Extract provided:
● ● ● ●

And into that familiarity steps the crisis creator, the US petrostate, with an offer that is increasingly difficult to refuse. The kerosene tankers are there. Export terminals are running at full tilt. Contracts are ready, stretching out for twenty years in some cases. They are priced, like bespoke suits, for a moment defined by odd levels of scarcity and risk. Belt up in petrostate dependency for much longer than you expected or face the next few months on your own.

A decade ago, Europe imported almost no oil and gas from the US. Today, the European Union gets roughly half of its LNG from American exporters, alongside a growing share of crude and refined products, at a price premium, of course. This is one of the fastest energy realignments in modern history. It was not planned so much as forced. First Russia’s invasion of Ukraine, now a war leading to the closure of Hormuz. Each shock closes off one set of dependencies and pushes Europe deeper into another, throwing sand in the cogs of its once impressive manufacturing might.

Markets have already registered the shift and the dark clouds above the European growth engine, long steeped in industrial specialisations of high energy intensity. BlackRock has advised clients to underweight Europe, judging the region too exposed to energy disruptions it cannot control. And as Seb Barker of Marshall Wace put it in FT, the timelines diverge sharply. Europe needs the shock to end within weeks. The US can absorb months before its own markets begin to feel comparable strain.

The war around Iran is increasingly being read through this lens. Among its effects, it reinforces the centrality of the United States in the global energy system and the vassal nature of European and “allied” Asian economies in the world economic system. Disruption in the Gulf increases demand for alternative suppliers. The US is uniquely positioned to meet that demand. The terms on which it does so extend influence as much as they provide fuel.

● ● ● ●

Record list:
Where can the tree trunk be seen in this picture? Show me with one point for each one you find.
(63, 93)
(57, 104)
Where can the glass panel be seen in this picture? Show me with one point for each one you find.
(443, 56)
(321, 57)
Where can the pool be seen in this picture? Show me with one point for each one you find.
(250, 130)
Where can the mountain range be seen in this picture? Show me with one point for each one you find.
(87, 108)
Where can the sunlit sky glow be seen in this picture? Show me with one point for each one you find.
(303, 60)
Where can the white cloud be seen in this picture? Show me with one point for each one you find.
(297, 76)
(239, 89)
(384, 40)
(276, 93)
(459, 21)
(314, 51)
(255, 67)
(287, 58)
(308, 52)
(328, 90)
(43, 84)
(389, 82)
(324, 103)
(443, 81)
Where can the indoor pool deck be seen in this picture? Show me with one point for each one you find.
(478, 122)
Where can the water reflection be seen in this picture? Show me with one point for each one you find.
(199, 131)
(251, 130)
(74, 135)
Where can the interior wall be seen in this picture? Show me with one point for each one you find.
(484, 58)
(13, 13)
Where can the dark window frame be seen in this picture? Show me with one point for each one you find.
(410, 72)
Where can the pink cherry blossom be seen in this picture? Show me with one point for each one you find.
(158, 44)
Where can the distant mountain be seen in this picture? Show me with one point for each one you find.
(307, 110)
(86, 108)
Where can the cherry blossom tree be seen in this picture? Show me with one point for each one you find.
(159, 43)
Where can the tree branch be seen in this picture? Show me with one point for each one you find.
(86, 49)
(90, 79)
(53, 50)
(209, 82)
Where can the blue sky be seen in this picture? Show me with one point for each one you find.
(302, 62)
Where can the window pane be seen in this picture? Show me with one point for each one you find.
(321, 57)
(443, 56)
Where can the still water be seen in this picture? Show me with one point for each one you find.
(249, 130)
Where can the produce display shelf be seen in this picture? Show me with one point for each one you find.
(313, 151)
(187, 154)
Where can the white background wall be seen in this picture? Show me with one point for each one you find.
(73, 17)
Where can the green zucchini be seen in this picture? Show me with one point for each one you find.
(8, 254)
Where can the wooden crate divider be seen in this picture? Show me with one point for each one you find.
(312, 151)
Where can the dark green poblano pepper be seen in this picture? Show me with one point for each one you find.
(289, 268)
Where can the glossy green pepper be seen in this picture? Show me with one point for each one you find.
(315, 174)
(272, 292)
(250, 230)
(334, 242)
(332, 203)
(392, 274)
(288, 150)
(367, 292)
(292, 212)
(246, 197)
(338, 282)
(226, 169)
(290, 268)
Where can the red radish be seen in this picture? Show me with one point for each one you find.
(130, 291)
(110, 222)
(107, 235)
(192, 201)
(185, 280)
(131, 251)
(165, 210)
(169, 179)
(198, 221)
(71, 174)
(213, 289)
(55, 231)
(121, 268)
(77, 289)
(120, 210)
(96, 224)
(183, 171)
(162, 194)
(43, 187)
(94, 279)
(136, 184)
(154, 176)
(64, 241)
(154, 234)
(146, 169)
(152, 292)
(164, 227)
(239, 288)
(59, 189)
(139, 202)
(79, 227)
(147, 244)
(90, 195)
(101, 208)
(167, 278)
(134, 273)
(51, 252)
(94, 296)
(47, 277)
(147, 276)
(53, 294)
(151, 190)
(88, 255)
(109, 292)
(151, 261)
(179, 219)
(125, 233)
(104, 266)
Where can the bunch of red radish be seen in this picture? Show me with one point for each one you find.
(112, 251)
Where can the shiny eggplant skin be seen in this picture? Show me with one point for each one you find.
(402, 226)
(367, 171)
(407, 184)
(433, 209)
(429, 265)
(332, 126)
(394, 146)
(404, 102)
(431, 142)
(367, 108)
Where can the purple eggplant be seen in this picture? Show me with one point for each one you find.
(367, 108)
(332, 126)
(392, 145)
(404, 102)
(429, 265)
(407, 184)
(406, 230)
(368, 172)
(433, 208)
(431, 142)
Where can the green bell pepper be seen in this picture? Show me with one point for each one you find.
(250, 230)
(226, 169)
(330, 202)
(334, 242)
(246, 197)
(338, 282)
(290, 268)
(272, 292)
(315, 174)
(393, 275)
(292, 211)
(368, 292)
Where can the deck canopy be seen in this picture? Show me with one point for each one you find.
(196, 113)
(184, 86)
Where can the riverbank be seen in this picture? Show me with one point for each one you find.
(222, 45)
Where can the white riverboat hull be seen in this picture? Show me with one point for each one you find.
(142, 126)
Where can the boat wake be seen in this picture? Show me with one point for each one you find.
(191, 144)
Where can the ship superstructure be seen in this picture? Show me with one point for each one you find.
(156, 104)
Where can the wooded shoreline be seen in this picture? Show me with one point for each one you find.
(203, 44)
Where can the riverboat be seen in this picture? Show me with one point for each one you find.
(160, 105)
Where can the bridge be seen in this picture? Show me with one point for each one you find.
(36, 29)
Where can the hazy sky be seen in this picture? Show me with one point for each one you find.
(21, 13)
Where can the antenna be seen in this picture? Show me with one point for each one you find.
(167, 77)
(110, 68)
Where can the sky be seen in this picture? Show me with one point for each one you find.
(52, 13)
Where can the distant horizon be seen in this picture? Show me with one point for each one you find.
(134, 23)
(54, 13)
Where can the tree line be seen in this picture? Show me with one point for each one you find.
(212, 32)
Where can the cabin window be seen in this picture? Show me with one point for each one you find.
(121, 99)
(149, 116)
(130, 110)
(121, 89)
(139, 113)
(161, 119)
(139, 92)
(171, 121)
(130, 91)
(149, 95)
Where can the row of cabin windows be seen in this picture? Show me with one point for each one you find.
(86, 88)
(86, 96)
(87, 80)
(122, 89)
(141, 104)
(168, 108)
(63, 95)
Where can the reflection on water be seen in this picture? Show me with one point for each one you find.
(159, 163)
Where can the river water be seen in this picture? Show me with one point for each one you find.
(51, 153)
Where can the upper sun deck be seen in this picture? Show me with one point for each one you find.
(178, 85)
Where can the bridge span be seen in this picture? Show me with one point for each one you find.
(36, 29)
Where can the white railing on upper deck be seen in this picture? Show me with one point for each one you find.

● ● ● ●

Work required:
Return the passage on Europe's energy dependence word for word, from "And into that" up to and including "on your own.". The data above is separate material from the passage on Europe's energy dependence.

Task response:
And into that familiarity steps the crisis creator, the US petrostate, with an offer that is increasingly difficult to refuse. The kerosene tankers are there. Export terminals are running at full tilt. Contracts are ready, stretching out for twenty years in some cases. They are priced, like bespoke suits, for a moment defined by odd levels of scarcity and risk. Belt up in petrostate dependency for much longer than you expected or face the next few months on your own.